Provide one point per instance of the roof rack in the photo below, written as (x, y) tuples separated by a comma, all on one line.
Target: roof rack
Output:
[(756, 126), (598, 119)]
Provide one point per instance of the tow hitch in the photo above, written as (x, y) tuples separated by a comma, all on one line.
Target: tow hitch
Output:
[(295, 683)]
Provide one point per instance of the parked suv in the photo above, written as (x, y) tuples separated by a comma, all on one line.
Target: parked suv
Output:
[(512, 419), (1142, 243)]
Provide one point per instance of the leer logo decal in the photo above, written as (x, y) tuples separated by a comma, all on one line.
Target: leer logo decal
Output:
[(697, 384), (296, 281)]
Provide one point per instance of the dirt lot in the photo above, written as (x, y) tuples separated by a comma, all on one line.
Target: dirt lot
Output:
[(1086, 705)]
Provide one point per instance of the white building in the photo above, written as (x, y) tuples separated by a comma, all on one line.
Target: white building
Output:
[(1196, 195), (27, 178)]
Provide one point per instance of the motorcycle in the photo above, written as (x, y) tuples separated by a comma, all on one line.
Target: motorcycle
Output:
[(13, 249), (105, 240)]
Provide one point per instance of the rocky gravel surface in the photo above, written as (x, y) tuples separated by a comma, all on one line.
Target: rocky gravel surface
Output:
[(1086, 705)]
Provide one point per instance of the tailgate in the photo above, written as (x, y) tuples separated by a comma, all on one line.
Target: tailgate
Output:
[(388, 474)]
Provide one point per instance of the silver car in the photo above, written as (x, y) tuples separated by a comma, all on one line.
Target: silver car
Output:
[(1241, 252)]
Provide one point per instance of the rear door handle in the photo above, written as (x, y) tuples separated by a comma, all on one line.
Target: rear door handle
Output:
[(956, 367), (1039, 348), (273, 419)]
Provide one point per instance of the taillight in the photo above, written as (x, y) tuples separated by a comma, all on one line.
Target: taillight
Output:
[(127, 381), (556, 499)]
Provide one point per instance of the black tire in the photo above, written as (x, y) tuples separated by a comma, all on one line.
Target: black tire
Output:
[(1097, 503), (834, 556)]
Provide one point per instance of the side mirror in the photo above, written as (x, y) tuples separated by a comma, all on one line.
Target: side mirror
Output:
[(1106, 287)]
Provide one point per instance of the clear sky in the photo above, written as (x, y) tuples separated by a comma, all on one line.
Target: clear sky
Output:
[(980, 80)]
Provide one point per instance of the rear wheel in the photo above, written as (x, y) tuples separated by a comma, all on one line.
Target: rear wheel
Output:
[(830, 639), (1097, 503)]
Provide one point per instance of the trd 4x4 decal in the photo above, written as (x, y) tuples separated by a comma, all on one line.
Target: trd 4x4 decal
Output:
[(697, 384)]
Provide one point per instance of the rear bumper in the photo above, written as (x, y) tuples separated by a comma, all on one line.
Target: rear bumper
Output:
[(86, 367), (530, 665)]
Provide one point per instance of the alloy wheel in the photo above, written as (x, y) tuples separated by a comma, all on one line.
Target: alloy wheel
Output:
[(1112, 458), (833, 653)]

• • • • • • •

Task description:
Retype every record above exactly as it appears.

Result:
Provide one point per instance of the roof rack in the photo below, written as (x, y) tuples separated by a comma, all on one line.
Target: roof rack
Output:
[(756, 126), (598, 119)]
Provide one point per instance of the tow hitch in the photo above, written as (x, y) tuples separated by a comma, all on one line.
Target: tow hitch
Output:
[(295, 683)]
Provide one point per instance of the parked suv in the photo above, written as (x, y) tuples separated by a comma, all on one line.
Target: parked suv
Output:
[(512, 419), (1142, 243)]
Provide one point per instance of the leer logo decal in the photo above, written as (x, y) tuples separated by a comma, all on one line.
Target: leer logo decal
Output:
[(697, 384), (296, 281)]
Provide one point per instance of the dirt lot in the photo above, written as (x, y) tuples separated by a comma, all on one line.
Target: dirt lot
Output:
[(1086, 705)]
Provide one point per instance of the white building in the photo above, written as (x, y) tuples separated by a comma, all on one line.
Target: white building
Output:
[(1196, 195), (27, 178)]
Provide one point per instance of the motorcycle in the photo above, written as (x, y) tuples separated by a comma, all on one line.
Target: motorcycle
Output:
[(13, 249), (105, 240)]
Provide one point per instance of the rocky gravel surface in the photo above, written as (x, y) tuples separated by a comma, all on one line.
Target: rocky gravel surface
Output:
[(1086, 705)]
Provide one point per instance of the tailgate in the photo above, written as (x, y) tuples separated by a comma, all on one line.
Target: tailgate
Output:
[(388, 474)]
Provide one point per instance of the silver car in the photo above, written as (x, y) tuples separated by a comma, all on one line.
Target: silver car
Output:
[(1241, 252)]
Provide one point per instance of the rear door handle in the photo above, written as (x, y) tuples separated by a comma, all on one line.
Target: rear door handle
Output:
[(956, 367), (1039, 348), (273, 419)]
Provide one point per instance of the taillight in the photo above, written as (x, y) tuples separated by a comma, all on one line.
Target: taillight
Output:
[(127, 381), (556, 499)]
Provide one point per instance of the black tire in the photo above, written as (x, y) tuples separated by a comma, all on one line.
Target: black tire
Output:
[(1097, 503), (834, 556)]
Provide one point per instance of the side mirror in the photo above, written as (x, y) tuples separated by a comma, all on one line.
Target: side mirror
Output:
[(1106, 287)]
Provide one point per instance of the clear sky in the photo above, written as (x, y) tuples separated by a comma, all on one line.
Target: clear sky
Output:
[(980, 80)]
Provide one point per instance of the rear wheel in the photo above, written as (x, y) tuples separated by a comma, all on one line.
Target: rear wheel
Output:
[(830, 639), (1097, 503)]
Provide one point per instance of the trd 4x4 decal in the photo above, written as (x, y) tuples separated by a comma, all on one line.
Target: trd 4x4 decal
Output:
[(697, 384)]
Provide one point per instance of the rear bumper in the photo above, written as (x, y) tuples separated by a comma, all on one line.
Target: rear bumper
Output:
[(86, 367), (530, 665)]
Provide one point per instance of the alloy wheel in the photo above, written as (x, y) tuples separated by a comma, all on one line.
Target: alloy wheel
Output:
[(1112, 458), (833, 653)]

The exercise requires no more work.